- **What is required**
Your output should contain every record, unchanged.

*** Opening of Excerpted data ***

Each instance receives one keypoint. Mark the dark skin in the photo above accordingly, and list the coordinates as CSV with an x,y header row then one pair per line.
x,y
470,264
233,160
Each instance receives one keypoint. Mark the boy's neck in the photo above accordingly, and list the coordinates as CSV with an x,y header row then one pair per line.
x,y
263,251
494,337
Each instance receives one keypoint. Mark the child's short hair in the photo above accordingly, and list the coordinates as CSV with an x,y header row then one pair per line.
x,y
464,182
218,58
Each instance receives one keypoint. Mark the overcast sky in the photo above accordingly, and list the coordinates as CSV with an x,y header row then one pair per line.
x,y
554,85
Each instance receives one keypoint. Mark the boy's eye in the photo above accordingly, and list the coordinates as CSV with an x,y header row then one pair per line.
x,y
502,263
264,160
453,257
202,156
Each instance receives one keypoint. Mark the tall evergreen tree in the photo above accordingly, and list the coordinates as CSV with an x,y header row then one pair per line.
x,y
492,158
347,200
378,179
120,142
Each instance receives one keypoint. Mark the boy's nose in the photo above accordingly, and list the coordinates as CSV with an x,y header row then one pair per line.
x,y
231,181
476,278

*** Close of Excerpted data ***

- **Exercise response**
Each instance receives one keypoint. Mark the dark skin in the photo above accordingly, and list the coordinates as CSV with an x,y header row then one pair per line.
x,y
470,264
233,160
Each instance receives one keypoint. Mark the boy's neck in the photo above accordingly, and list the coordinates as CSV with an x,y header row then one pair per line.
x,y
263,251
494,337
Each instance receives one keypoint. Mark the child's short hair in the photo above accordingly, and list the coordinates as CSV with an x,y header row then one pair per line.
x,y
464,182
218,58
Each instance receives one keypoint. Mark the overcast sky in the photo above accordingly, and list the coordinates as CSV with an x,y header row then one pair per line.
x,y
554,85
Each instance receives one keypoint. Mark the boy's eye in the photo above accordingly, and list the coordinates as CSV with an x,y header row then one pair per line.
x,y
502,263
264,160
453,257
202,156
Each instance receives one keypoint. Mark the tall evergreen tree in the photo above accordingly, and list the coordinates as CSV with an x,y header row then one pair per line.
x,y
492,158
347,200
378,179
120,142
Each instance receives one keypoint. Mark the boy's nose in the photo above accordingly, and list the coordinates as CSV with an x,y header row then one pair per line.
x,y
231,181
476,278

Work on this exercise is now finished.